Start GIVEN TEXT

There have been a lot of “sold out” signs next to the events from the Jane Jacobs series. Why do you think it’s been so popular?
Obviously it’s striking a responsive cord. A lot of people who come to the exhibit, come to the programs, I’ve noticed have the paperback [of Jacobs’ “The Death And Life of Great American Cities”] tucked under their arm. So there’s been a lot of rereading by older people and reading for the first time by younger people, and I think her observations have held up pretty well. But that would have been true 10 years ago. I think what’s maybe different now is that there’s this feeling of vague unease despite – or maybe because of — this excessive wealth, and a lot of development and a feeling of rampant gentrification. I think there’s a feeling that somehow we may be losing qualities of the city that we cherished.
Before we did the show, as it happened, there was another show that opened, about a year ago, the Robert Moses show. And that got a lot of press. And a lot of the press seems to be centering on maybe Moses wasn’t so bad after all. And maybe there was a lot to be learned. Maybe we need a Bob Moses. So we were afraid — I was particularly afraid — that somehow the Jane Jacobs thing would come along, and somehow that’s the brackets of the argument: should it be Bob Moses or Jane Jacobs? And that didn’t happen. I was really surprised at that. But this is a long way of saying that there was some kind of theme in Jane Jacobs, other than being the “other than Bob Moses” that people clearly were picking up on.

End GIVEN TEXT
Start DATA SECTION

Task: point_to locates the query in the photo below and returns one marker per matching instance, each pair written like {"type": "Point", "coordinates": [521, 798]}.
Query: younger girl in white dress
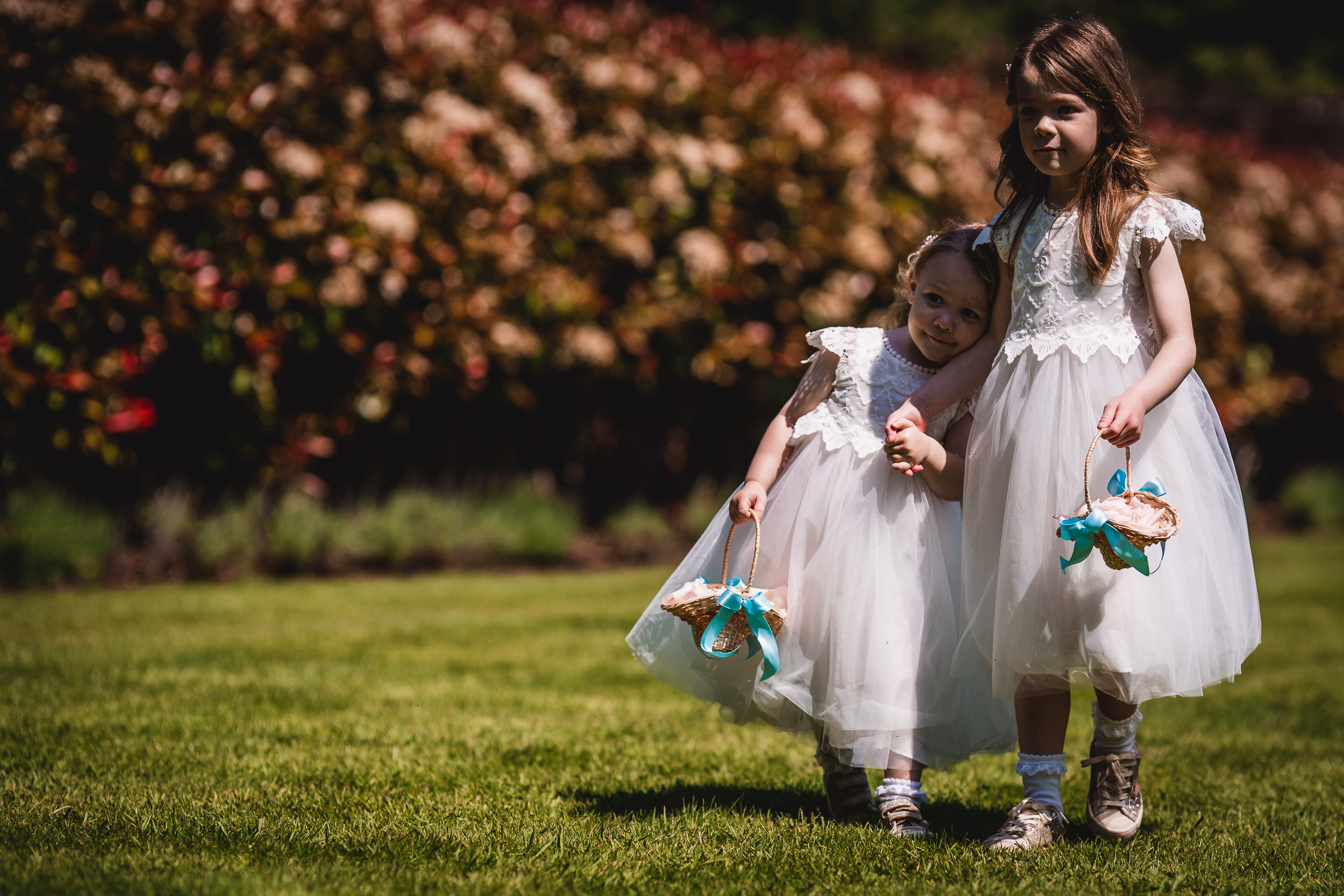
{"type": "Point", "coordinates": [871, 559]}
{"type": "Point", "coordinates": [1100, 339]}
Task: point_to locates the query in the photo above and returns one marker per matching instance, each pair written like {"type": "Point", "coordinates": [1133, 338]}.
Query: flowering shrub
{"type": "Point", "coordinates": [251, 240]}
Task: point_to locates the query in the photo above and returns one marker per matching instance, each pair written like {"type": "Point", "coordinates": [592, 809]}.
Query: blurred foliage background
{"type": "Point", "coordinates": [553, 265]}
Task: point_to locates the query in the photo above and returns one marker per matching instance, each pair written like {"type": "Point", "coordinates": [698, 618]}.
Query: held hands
{"type": "Point", "coordinates": [905, 417]}
{"type": "Point", "coordinates": [906, 447]}
{"type": "Point", "coordinates": [749, 497]}
{"type": "Point", "coordinates": [1123, 421]}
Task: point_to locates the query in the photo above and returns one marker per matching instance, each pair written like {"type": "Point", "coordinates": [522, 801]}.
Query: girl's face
{"type": "Point", "coordinates": [1060, 131]}
{"type": "Point", "coordinates": [949, 308]}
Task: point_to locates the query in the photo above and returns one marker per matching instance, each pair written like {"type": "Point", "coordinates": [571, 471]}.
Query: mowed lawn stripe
{"type": "Point", "coordinates": [490, 733]}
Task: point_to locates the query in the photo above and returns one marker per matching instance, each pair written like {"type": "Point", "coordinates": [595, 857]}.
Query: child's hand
{"type": "Point", "coordinates": [749, 497]}
{"type": "Point", "coordinates": [1123, 421]}
{"type": "Point", "coordinates": [906, 448]}
{"type": "Point", "coordinates": [907, 413]}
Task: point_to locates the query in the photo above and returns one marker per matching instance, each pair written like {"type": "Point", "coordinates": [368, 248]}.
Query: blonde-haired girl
{"type": "Point", "coordinates": [870, 559]}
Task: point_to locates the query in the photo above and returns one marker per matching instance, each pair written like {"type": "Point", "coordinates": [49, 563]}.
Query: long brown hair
{"type": "Point", "coordinates": [956, 238]}
{"type": "Point", "coordinates": [1085, 60]}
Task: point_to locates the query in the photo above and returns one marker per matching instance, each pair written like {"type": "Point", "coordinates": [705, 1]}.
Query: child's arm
{"type": "Point", "coordinates": [1123, 420]}
{"type": "Point", "coordinates": [944, 462]}
{"type": "Point", "coordinates": [773, 451]}
{"type": "Point", "coordinates": [964, 374]}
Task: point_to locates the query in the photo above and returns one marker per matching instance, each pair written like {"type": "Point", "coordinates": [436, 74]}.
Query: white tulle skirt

End DATA SECTION

▶ [TASK SET]
1) List every sentence in the interview's third paragraph that begins with the word "And".
2) In the interview, what have many people at the exhibit and programs had tucked under their arm?
3) Write down the interview's passage from "Before we did" to "picking up on.".

▶ [EXPECTED RESPONSES]
1)
And that got a lot of press.
And a lot of the press seems to be centering on maybe Moses wasn't so bad after all.
And maybe there was a lot to be learned.
And that didn't happen.

2) The paperback of Jacobs' "The Death And Life of Great American Cities."

3)
Before we did the show, as it happened, there was another show that opened, about a year ago, the Robert Moses show. And that got a lot of press. And a lot of the press seems to be centering on maybe Moses wasn’t so bad after all. And maybe there was a lot to be learned. Maybe we need a Bob Moses. So we were afraid — I was particularly afraid — that somehow the Jane Jacobs thing would come along, and somehow that’s the brackets of the argument: should it be Bob Moses or Jane Jacobs? And that didn’t happen. I was really surprised at that. But this is a long way of saying that there was some kind of theme in Jane Jacobs, other than being the “other than Bob Moses” that people clearly were picking up on.